◆ About this exercise:
Retype every record that follows, character for character.

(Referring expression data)
··········

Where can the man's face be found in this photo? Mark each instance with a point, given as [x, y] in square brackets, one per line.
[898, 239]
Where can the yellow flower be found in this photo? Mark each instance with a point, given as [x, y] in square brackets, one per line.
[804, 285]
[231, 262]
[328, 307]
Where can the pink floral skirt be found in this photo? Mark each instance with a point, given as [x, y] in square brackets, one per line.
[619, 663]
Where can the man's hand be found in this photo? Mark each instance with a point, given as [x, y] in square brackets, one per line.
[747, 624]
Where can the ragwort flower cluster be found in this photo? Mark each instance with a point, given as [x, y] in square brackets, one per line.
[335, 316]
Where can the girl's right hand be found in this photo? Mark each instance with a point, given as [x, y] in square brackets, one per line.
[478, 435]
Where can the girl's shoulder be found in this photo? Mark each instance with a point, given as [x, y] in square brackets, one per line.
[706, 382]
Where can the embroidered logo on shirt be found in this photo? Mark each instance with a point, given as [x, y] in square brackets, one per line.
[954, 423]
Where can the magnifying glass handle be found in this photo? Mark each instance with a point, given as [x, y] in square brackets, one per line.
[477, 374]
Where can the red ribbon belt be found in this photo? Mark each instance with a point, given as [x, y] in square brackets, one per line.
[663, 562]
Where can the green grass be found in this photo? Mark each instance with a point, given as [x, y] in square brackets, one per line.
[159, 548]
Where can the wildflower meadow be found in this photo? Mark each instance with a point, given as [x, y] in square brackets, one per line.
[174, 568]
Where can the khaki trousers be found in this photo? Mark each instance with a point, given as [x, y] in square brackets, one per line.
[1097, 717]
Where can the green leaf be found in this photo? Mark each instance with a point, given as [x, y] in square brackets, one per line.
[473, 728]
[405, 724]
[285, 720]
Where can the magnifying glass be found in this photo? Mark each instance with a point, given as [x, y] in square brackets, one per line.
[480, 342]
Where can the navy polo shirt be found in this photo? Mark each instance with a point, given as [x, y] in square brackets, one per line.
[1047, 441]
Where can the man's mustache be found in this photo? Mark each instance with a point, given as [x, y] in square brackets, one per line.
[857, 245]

··········

◆ Answer space:
Where can the man's face be found in this photo? Mark each instance with a point, given as [x, y] in square brackets, one per line.
[898, 239]
Where can the yellow flower be found in this photo? Mark each instance with a point, given as [x, y] in square brackets, one per line.
[804, 285]
[231, 262]
[328, 307]
Where can the pink floral skirt be found in this photo? Mark each instance with a point, given as [x, y] in square brackets, one per line.
[619, 663]
Where can the man's hand be found in this photo? Mark each instance with a point, given as [x, y] in square brackets, one per line.
[747, 624]
Where can the ragwort flower cluster be found in this photo? Mark each instance with a point, given as [x, y] in square brackets, one per line.
[335, 316]
Where can the girl's right hand be found in this photo? Mark each instance with a point, given as [x, y] in square brackets, one per line.
[478, 435]
Where can the girl's shoulder be found in this photo? Mark each instance with a point, given as [x, y] in square brackets, one per line.
[706, 382]
Where can the embroidered logo on shirt be found in this photo? Mark each instance with a point, given as [x, y] in square brackets, one per line.
[954, 423]
Where can the magnifying glass handle be found in this photo? Mark each instance with a point, given as [x, y] in square brackets, one per line.
[477, 374]
Where can the red ribbon belt be found in this photo? Mark each instance with a point, given as [x, y] in square brackets, one per line.
[663, 562]
Where can the green grass be found in this photo? Mark each instance with a point, given as [x, y] in square brackets, one per line.
[159, 548]
Where can the wildflower meadow be found in this photo? Mark each instance with a point, given as [x, y] in square brackets, one per line.
[174, 568]
Where can the khaki trousers be found in this photo? Mark each instance with a point, given as [x, y] in square brackets, one per line.
[1097, 717]
Where can the green leaf be found in this photo? Mark each instance with a point, given as [x, y] in square brackets, one per line.
[473, 728]
[405, 724]
[285, 720]
Where can the magnifying glass be found in this photo? Mark each instance with a point, given as [x, y] in square brackets, one per line.
[480, 342]
Where can the navy polo shirt be found in this photo? Mark each instance with a point, given as [x, y] in square brackets, one per line.
[1047, 441]
Where can the man's mustache be found in this photo? Mark each instance with a point, given as [x, y] in square brackets, one per line.
[857, 245]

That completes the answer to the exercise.